▶ [Texto seleccionado]:
--------
El Concilio de Trento, basándose en Ef 5,22-32, enseña que el matrimonio es un sacramento, y por tanto confiere la gracia. Esta gracia tiene un triple efecto: el perfeccionamiento del amor natural, la confirmación de la indisolubilidad y la santificación de los cónyuges. Esta doctrina la recoge el Vaticano II cuando dice: «el Señor se ha dignado sanar este amor, perfeccionarlo y elevarlo con el don especial de la gracia y la caridad» (GS 48). También el Catecismo (CEC 1641) presenta esta triple dimensión de la gracia matrimonial.
1. El perfeccionamiento del amor humano

Sin la gracia de Cristo, es claro que el hombre y la mujer «históricos» no podemos vivir nuestro matrimonio como una comunidad de vida y amor, como «una sola carne» y abierta al don de la vida. Y es el sacramento, como signo eficaz de la gracia, el que sana esta incapacidad. La sexualidad, en efecto, como todo lo humano, tiene necesidad de ser sanada por Cristo.
Mencionar la caridad significa que el amor conyugal es perfeccionado desde el interior, en su razón de amor. De todos modos, la caridad no sustituye al amor conyugal, sino que lo perfecciona. Los cónyuges cristianos no perdemos el amor conyugal, con todas las características que lo definen, para recibir en sustitución la caridad: ésta lo perfecciona sin destruirlo en sus valores auténticamente humanos; le confiere, sin embargo, una nueva medida –la del amor de Cristo a la Iglesia– y mayor fuerza operativa, la que deriva de la caridad hacia Dios.
El amor conyugal es asumido en el amor divino y resulta radicalmente perfeccionado. De este modo, insertado en el amor perfecto de Cristo a la Iglesia, el amor conyugal llega a su perfección y a la plenitud a la que está ordenado interiormente, con toda su riqueza humana. La caridad conyugal aparece así como la perfección o plenitud del amor humano.
--------
▶ [Datos del conjunto]:
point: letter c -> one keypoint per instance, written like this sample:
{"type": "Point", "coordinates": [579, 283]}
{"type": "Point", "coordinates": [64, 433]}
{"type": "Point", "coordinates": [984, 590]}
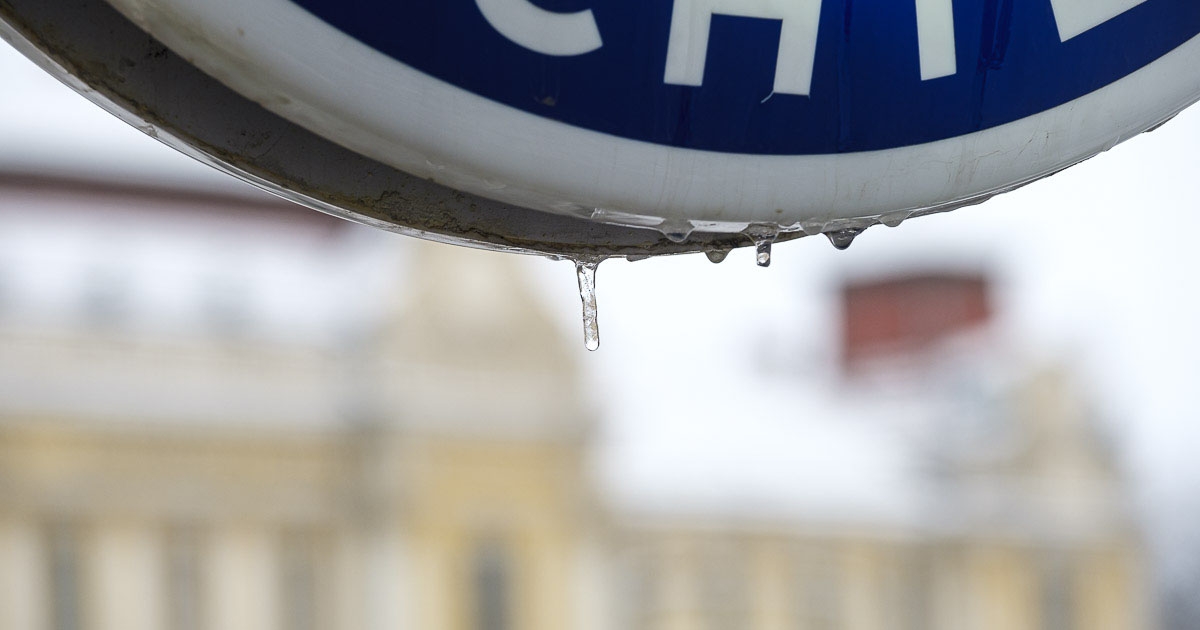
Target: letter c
{"type": "Point", "coordinates": [543, 31]}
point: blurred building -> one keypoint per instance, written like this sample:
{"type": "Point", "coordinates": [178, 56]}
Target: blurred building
{"type": "Point", "coordinates": [197, 436]}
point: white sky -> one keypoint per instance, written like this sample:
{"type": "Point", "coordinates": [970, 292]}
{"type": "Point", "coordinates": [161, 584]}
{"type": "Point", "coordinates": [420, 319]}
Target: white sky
{"type": "Point", "coordinates": [1097, 267]}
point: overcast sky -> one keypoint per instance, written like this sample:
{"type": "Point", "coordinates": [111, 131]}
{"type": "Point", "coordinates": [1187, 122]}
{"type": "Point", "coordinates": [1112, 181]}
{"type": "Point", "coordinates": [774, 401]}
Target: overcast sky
{"type": "Point", "coordinates": [1096, 267]}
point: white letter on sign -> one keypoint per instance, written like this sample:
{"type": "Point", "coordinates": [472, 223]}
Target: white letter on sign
{"type": "Point", "coordinates": [1075, 17]}
{"type": "Point", "coordinates": [690, 22]}
{"type": "Point", "coordinates": [935, 37]}
{"type": "Point", "coordinates": [540, 30]}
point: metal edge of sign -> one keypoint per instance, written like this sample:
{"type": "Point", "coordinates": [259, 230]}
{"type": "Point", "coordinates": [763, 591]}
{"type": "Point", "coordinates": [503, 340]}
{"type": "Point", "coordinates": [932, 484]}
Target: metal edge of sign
{"type": "Point", "coordinates": [99, 53]}
{"type": "Point", "coordinates": [534, 162]}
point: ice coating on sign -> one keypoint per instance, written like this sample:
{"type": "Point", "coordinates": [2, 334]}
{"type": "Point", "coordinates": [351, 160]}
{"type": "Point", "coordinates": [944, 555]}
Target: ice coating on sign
{"type": "Point", "coordinates": [717, 256]}
{"type": "Point", "coordinates": [828, 112]}
{"type": "Point", "coordinates": [586, 274]}
{"type": "Point", "coordinates": [843, 239]}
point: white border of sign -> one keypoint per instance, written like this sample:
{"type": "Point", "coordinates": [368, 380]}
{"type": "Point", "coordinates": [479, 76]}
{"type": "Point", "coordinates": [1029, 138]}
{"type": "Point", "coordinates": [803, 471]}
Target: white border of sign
{"type": "Point", "coordinates": [306, 71]}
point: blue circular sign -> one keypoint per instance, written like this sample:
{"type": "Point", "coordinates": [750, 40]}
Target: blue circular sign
{"type": "Point", "coordinates": [797, 77]}
{"type": "Point", "coordinates": [712, 115]}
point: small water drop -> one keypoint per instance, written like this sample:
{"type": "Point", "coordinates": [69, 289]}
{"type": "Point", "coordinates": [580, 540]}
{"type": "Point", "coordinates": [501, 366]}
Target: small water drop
{"type": "Point", "coordinates": [762, 252]}
{"type": "Point", "coordinates": [676, 231]}
{"type": "Point", "coordinates": [843, 239]}
{"type": "Point", "coordinates": [763, 237]}
{"type": "Point", "coordinates": [717, 256]}
{"type": "Point", "coordinates": [586, 273]}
--------
▶ [Instrucciones]:
A) Indica si cada afirmación coincide con el texto sobre el matrimonio como sacramento, respondiendo sí o no y citando literalmente las palabras del texto que lo deciden: (i) El Concilio de Trento se apoya en Ef 5,22-32 para enseñar que el matrimonio es un sacramento. (ii) La caridad sustituye al amor conyugal. (iii) El Catecismo presenta la triple dimensión de la gracia matrimonial en CEC 1641.
B) Según el texto sobre el matrimonio como sacramento, ¿cuáles son los tres efectos de la gracia matrimonial?
C) Retoma el texto sobre el matrimonio como sacramento y continúalo a partir de su última oración.
Las líneas de datos no hacen falta aquí.

▶ [Respuestas]:
A)
(i) Sí: «El Concilio de Trento, basándose en Ef 5,22-32, enseña que el matrimonio es un sacramento».
(ii) No: «la caridad no sustituye al amor conyugal, sino que lo perfecciona».
(iii) Sí: «También el Catecismo (CEC 1641) presenta esta triple dimensión de la gracia matrimonial».

B) El perfeccionamiento del amor natural, la confirmación de la indisolubilidad y la santificación de los cónyuges.

C)
2. El vínculo conyugal cristiano

En efecto, Cristo introduce nuestro amor conyugal en su propio amor, que es el Espíritu Santo que une al Padre y al Hijo. Cristo nos hace así partícipes de su propio amor, el Espíritu Santo, y lo hace en cuanto persona comunión. El Espíritu Santo nos es dado a los esposos en su ser el vínculo de amor del Padre y el Hijo, como testimonio de la unidad de amor en la Trinidad.
El mismo Espíritu Santo que sella el vínculo indisoluble de la nueva Alianza de Cristo y la Iglesia, es el vínculo trinitario que une al matrimonio en el misterio sacramental de la Iglesia, por eso el matrimonio sacramental rato y consumado es absolutamente indisoluble: «lo que Dios ha unido, que no lo separe el hombre» (Mt 19,6).
Consiguientemente, la elevación a sacramento confiere al vínculo conyugal una solidez tal que, una vez consumado el matrimonio, no puede ser disuelto nunca, por ningún motivo y por ninguna autoridad hasta la muerte de uno de los cónyuges. Ésta es la doctrina católica enseñada con suma claridad por Pío XI en la encíclica Casti connubii, 35. A continuación explica la razón última de una indisolubilidad tan fuerte, que el matrimonio se ha convertido en signo de la unión indisoluble entre Cristo y la Iglesia (n. 36).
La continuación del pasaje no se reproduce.